## Excerpt to read

Supply Chain Expense Management Checkup

Assuming you are in tip top shape can be dangerous to your hospital’s financial health.

By Robert T. Yokl, Chief Value Strategist, Strategic Value Analysis in Healthcare, www.strategicva.com

A medical checkup, including diagnostic tests, is recommended annually in the hope to keep you in tip top shape. Similarly, a supply chain expense management checkup is recommended annually to ensure that you are optimizing and then realizing your supply expense savings potential.

The operative word here is “potential,” meaning “what is possible,” since too often supply chain managers only save just enough annually to keep their boss happy. Unfortunately, this practice won’t fly any longer in the new healthcare economy we live and work in. We need to save every dollar possible just to stay in the healthcare game.

There will be no room for half-hearted efforts!

## What to produce
Reproduce the passage of the supply chain checkup article from "By Robert T." up to and including "the healthcare game.".

## Input data
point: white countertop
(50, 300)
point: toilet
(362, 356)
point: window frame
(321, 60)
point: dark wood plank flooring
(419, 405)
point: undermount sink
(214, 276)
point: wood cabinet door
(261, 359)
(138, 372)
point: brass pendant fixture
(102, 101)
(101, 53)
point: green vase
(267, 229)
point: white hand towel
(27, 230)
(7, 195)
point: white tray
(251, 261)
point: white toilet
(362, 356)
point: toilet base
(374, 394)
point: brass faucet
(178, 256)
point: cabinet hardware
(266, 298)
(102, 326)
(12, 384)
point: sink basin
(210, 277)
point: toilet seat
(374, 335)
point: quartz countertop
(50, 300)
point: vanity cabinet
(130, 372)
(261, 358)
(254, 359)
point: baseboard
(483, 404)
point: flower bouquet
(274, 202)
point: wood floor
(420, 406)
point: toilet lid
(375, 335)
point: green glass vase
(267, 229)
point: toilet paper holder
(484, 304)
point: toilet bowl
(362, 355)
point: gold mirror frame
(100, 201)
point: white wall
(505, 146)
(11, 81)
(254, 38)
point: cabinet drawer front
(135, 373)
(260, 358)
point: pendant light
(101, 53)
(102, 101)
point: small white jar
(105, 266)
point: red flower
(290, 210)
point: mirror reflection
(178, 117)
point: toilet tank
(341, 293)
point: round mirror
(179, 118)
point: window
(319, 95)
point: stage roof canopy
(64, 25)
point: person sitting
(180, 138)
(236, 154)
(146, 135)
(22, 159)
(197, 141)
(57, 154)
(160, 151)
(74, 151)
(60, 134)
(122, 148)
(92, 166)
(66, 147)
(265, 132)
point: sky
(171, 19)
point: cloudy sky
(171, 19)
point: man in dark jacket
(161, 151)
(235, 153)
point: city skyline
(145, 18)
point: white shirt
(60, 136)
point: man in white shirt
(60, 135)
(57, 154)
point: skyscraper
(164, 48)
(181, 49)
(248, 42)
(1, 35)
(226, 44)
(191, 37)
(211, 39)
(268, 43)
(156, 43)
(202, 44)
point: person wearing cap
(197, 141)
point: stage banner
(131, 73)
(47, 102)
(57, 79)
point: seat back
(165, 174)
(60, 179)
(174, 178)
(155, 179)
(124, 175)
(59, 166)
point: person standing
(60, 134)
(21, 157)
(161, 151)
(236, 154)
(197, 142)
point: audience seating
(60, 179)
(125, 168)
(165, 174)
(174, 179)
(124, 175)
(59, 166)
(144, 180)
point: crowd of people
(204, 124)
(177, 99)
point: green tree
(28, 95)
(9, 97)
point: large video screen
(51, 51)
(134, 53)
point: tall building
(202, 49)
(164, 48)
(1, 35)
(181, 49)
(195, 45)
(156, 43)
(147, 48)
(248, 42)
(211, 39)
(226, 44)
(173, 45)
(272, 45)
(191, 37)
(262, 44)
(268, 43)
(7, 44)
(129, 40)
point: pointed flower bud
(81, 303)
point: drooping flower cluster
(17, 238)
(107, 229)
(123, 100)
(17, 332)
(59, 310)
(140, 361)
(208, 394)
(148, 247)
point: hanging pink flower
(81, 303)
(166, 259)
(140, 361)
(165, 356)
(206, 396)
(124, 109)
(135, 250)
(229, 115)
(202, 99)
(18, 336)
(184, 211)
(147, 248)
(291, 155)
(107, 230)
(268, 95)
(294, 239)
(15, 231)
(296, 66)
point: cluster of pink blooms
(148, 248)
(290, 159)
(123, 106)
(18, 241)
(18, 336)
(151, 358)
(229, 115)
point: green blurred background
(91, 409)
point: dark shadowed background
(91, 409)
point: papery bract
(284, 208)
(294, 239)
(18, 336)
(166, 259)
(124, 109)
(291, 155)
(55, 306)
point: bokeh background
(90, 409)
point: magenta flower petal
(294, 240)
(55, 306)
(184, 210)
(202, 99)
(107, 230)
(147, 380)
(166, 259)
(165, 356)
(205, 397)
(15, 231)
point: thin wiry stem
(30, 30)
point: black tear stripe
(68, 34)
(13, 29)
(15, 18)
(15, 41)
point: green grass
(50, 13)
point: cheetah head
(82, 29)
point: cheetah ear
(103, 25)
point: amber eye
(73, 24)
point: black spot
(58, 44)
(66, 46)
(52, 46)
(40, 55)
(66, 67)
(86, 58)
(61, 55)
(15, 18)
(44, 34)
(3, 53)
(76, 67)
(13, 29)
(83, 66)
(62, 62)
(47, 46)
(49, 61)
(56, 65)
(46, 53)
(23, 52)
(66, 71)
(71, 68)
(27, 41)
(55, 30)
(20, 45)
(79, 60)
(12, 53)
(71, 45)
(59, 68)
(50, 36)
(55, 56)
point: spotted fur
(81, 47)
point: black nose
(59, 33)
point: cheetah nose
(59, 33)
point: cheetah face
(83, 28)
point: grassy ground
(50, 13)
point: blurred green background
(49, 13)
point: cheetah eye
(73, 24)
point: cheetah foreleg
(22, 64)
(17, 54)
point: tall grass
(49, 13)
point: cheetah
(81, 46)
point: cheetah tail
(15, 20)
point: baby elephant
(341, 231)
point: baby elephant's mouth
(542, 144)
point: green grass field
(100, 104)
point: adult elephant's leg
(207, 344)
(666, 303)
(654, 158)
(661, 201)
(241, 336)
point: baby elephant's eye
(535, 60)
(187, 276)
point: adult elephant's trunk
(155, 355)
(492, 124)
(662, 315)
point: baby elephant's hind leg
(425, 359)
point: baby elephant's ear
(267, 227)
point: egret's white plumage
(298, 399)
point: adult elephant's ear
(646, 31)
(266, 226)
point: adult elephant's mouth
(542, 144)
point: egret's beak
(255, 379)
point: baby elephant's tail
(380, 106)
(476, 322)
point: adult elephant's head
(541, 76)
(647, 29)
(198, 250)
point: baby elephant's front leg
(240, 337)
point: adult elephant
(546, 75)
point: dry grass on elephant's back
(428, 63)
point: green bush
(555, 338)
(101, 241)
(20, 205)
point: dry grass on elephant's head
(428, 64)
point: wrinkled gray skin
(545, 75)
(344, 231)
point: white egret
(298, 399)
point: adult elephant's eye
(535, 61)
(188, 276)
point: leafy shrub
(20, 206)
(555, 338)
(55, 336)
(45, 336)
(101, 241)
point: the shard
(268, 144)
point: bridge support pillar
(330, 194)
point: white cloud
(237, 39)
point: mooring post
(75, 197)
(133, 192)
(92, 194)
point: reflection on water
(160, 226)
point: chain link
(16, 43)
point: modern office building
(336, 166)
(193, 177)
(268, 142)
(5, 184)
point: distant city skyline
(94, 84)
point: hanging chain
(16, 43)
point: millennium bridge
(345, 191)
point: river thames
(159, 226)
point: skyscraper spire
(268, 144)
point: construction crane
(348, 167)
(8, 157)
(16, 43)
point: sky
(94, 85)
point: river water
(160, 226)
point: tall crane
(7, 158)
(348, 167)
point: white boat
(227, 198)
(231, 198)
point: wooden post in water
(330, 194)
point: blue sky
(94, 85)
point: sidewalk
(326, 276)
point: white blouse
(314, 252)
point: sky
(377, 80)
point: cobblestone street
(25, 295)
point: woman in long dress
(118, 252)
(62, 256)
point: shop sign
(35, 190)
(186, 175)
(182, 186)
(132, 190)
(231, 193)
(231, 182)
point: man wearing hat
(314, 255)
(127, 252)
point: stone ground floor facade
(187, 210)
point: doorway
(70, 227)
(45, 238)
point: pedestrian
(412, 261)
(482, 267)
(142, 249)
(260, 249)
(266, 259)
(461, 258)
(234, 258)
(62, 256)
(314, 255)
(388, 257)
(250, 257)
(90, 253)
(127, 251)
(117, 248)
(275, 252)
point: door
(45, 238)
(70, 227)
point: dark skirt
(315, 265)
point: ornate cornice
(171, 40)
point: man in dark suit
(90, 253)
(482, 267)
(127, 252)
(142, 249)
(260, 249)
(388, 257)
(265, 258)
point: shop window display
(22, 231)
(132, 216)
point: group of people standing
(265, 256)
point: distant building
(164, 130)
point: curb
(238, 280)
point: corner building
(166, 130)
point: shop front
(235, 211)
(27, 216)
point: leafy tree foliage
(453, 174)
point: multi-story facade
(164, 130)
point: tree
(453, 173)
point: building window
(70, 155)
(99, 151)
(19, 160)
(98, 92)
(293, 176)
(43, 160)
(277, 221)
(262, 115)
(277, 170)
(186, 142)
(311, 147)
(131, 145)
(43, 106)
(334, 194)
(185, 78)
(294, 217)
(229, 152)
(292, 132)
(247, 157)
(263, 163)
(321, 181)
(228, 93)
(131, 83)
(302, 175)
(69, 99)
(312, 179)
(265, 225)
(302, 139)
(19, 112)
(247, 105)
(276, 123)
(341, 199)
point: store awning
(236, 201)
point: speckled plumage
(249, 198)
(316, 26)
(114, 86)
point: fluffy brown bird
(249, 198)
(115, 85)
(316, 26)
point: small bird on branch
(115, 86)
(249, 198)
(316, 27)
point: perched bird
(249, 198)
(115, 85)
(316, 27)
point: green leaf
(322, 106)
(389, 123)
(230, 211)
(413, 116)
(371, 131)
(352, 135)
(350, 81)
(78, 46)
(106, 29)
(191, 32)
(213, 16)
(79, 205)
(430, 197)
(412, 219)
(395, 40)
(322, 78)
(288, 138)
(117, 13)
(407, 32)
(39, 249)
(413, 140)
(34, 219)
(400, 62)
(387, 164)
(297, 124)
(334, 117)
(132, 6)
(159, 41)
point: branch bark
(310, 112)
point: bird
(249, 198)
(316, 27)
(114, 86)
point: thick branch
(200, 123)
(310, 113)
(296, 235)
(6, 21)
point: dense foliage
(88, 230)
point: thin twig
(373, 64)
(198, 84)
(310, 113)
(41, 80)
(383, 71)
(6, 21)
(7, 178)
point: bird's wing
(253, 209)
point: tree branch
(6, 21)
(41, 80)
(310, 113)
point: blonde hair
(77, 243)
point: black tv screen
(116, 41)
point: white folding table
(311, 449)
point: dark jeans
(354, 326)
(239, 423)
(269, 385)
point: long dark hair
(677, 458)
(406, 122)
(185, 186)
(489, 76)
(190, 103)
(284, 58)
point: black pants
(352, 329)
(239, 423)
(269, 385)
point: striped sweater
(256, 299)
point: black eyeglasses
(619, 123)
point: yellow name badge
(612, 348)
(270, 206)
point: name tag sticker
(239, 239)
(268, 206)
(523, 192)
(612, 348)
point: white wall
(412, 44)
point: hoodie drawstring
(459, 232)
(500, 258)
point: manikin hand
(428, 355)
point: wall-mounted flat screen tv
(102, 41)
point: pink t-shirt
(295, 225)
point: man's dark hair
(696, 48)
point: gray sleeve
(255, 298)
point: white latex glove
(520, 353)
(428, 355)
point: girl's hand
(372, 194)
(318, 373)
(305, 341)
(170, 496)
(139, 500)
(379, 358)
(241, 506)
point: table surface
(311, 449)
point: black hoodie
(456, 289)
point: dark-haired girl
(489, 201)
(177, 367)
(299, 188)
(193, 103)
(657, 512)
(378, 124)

## Solution to this task
By Robert T. Yokl, Chief Value Strategist, Strategic Value Analysis in Healthcare, www.strategicva.com

A medical checkup, including diagnostic tests, is recommended annually in the hope to keep you in tip top shape. Similarly, a supply chain expense management checkup is recommended annually to ensure that you are optimizing and then realizing your supply expense savings potential.

The operative word here is “potential,” meaning “what is possible,” since too often supply chain managers only save just enough annually to keep their boss happy. Unfortunately, this practice won’t fly any longer in the new healthcare economy we live and work in. We need to save every dollar possible just to stay in the healthcare game.